■ **EXERCISE GOAL**:
Please copy every line below that contains the string "wooden".

■ **THE DATA**:
********

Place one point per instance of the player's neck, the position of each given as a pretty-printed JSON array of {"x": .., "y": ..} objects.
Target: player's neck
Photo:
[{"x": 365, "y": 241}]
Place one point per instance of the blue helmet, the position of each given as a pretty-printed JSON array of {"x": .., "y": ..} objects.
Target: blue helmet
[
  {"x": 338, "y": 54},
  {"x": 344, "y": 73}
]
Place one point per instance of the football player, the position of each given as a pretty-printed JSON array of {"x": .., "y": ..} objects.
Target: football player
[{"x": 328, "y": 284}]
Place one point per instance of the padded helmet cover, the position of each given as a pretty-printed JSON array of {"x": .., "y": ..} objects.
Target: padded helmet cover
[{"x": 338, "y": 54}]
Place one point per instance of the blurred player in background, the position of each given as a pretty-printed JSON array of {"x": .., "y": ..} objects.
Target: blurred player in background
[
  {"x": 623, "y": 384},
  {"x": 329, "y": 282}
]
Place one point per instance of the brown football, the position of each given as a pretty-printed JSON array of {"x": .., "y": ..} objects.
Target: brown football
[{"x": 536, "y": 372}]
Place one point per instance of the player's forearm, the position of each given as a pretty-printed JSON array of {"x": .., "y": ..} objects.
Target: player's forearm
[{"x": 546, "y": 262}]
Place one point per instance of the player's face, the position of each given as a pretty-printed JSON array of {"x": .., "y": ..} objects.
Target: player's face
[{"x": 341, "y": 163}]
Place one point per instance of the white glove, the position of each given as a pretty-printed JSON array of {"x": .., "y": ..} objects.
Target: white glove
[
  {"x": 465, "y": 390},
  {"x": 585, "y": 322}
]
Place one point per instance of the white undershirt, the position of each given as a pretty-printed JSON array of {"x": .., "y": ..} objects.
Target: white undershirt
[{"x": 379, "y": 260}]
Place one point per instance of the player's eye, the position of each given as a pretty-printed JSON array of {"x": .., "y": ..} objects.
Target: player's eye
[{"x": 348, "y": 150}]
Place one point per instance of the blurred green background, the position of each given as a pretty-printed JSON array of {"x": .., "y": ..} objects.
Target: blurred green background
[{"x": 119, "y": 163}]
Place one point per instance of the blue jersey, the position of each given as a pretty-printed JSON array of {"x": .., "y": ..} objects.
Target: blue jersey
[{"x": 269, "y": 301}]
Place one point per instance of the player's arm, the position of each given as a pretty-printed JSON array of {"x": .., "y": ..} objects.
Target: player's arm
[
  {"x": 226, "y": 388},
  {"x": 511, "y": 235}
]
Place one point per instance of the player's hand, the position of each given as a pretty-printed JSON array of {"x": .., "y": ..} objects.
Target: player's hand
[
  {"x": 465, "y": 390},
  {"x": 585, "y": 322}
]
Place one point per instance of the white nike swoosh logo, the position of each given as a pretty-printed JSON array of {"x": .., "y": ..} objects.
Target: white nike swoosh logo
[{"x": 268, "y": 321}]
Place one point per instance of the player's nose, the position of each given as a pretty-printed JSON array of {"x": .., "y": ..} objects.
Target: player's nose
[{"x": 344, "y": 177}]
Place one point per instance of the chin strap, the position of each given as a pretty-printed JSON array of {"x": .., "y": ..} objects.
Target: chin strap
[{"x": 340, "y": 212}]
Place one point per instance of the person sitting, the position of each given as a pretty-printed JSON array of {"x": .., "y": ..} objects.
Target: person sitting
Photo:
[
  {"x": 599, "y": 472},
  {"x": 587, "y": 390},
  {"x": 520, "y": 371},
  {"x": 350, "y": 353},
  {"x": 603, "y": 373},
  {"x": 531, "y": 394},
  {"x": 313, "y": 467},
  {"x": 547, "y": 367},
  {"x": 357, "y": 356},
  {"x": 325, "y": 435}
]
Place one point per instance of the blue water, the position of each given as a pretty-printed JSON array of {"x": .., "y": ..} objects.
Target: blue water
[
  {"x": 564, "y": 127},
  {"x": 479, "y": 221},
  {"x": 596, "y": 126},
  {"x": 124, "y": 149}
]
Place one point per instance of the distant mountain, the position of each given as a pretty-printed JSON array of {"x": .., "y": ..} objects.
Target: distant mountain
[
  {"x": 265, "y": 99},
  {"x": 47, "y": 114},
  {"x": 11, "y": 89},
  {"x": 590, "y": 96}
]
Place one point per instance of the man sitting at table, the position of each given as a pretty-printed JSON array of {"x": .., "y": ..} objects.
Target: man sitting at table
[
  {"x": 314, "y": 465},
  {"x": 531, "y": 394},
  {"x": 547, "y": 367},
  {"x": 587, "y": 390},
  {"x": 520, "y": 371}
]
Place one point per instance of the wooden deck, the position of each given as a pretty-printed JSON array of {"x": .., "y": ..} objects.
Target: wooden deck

********

■ **SOLUTION TO THE EXERCISE**:
Place one point per instance of the wooden deck, the position of each given as a pretty-printed JSON array of {"x": .., "y": ..} objects.
Target: wooden deck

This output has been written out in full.